**Problem statement**
Quote the records beneath, complete and exact. Leave out images.

[Raw records]
++++++++

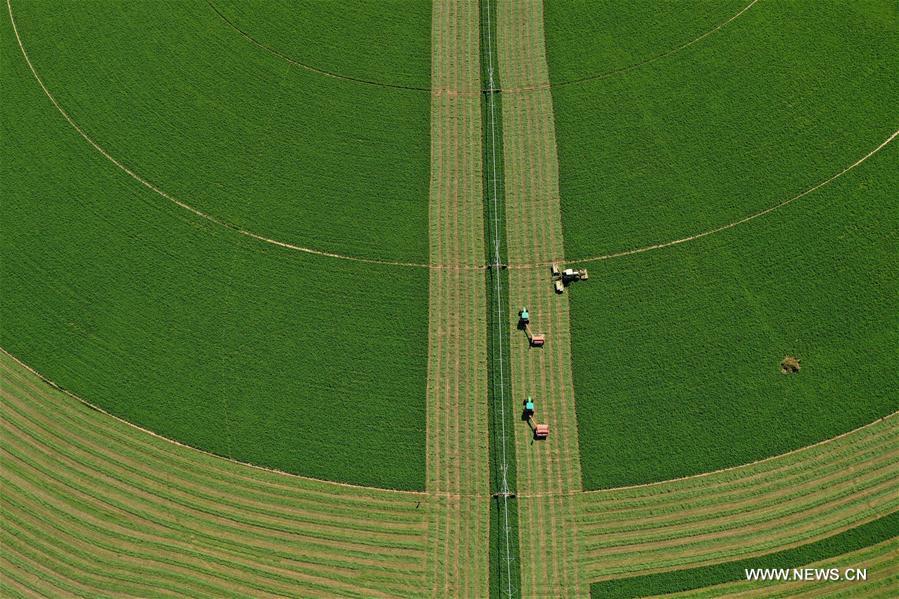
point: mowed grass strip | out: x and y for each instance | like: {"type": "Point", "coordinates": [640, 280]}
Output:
{"type": "Point", "coordinates": [743, 512]}
{"type": "Point", "coordinates": [596, 38]}
{"type": "Point", "coordinates": [879, 560]}
{"type": "Point", "coordinates": [547, 471]}
{"type": "Point", "coordinates": [131, 513]}
{"type": "Point", "coordinates": [457, 456]}
{"type": "Point", "coordinates": [346, 40]}
{"type": "Point", "coordinates": [781, 98]}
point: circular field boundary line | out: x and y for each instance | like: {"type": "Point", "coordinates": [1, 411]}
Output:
{"type": "Point", "coordinates": [719, 229]}
{"type": "Point", "coordinates": [200, 213]}
{"type": "Point", "coordinates": [96, 408]}
{"type": "Point", "coordinates": [305, 66]}
{"type": "Point", "coordinates": [375, 261]}
{"type": "Point", "coordinates": [424, 494]}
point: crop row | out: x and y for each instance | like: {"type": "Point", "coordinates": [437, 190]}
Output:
{"type": "Point", "coordinates": [677, 352]}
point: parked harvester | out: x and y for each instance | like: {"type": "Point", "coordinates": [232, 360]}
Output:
{"type": "Point", "coordinates": [524, 323]}
{"type": "Point", "coordinates": [564, 278]}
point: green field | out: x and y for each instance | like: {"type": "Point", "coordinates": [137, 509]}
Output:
{"type": "Point", "coordinates": [783, 97]}
{"type": "Point", "coordinates": [236, 346]}
{"type": "Point", "coordinates": [190, 104]}
{"type": "Point", "coordinates": [867, 535]}
{"type": "Point", "coordinates": [346, 39]}
{"type": "Point", "coordinates": [676, 351]}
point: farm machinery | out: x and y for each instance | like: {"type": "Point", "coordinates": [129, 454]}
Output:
{"type": "Point", "coordinates": [541, 431]}
{"type": "Point", "coordinates": [562, 278]}
{"type": "Point", "coordinates": [524, 323]}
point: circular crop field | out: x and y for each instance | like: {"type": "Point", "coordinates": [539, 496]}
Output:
{"type": "Point", "coordinates": [285, 307]}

++++++++

**Result below**
point: mowed grass strip | out: x and y for each instance | like: {"type": "Point", "coordinates": [640, 280]}
Output:
{"type": "Point", "coordinates": [743, 512]}
{"type": "Point", "coordinates": [596, 38]}
{"type": "Point", "coordinates": [879, 560]}
{"type": "Point", "coordinates": [547, 471]}
{"type": "Point", "coordinates": [131, 513]}
{"type": "Point", "coordinates": [457, 456]}
{"type": "Point", "coordinates": [346, 40]}
{"type": "Point", "coordinates": [781, 98]}
point: circular field boundary line | out: x and y for each instance | like: {"type": "Point", "coordinates": [1, 411]}
Output:
{"type": "Point", "coordinates": [719, 229]}
{"type": "Point", "coordinates": [200, 213]}
{"type": "Point", "coordinates": [96, 408]}
{"type": "Point", "coordinates": [305, 66]}
{"type": "Point", "coordinates": [375, 261]}
{"type": "Point", "coordinates": [424, 494]}
point: crop row | out: x and y for each instance | like: {"type": "Point", "coordinates": [437, 190]}
Output:
{"type": "Point", "coordinates": [677, 352]}
point: parked harvester | out: x and y for each instance | like: {"type": "Point", "coordinates": [232, 360]}
Output:
{"type": "Point", "coordinates": [524, 323]}
{"type": "Point", "coordinates": [564, 278]}
point: green field | out: x and y for each instance | like: {"type": "Point", "coordinates": [137, 509]}
Output:
{"type": "Point", "coordinates": [783, 97]}
{"type": "Point", "coordinates": [236, 346]}
{"type": "Point", "coordinates": [190, 104]}
{"type": "Point", "coordinates": [867, 535]}
{"type": "Point", "coordinates": [346, 39]}
{"type": "Point", "coordinates": [676, 351]}
point: farm machinery | out: x and y for each instance | like: {"type": "Point", "coordinates": [129, 454]}
Output:
{"type": "Point", "coordinates": [541, 431]}
{"type": "Point", "coordinates": [562, 278]}
{"type": "Point", "coordinates": [524, 323]}
point: circular crop field | out: x and y for each instance | like: {"type": "Point", "coordinates": [539, 496]}
Output:
{"type": "Point", "coordinates": [285, 307]}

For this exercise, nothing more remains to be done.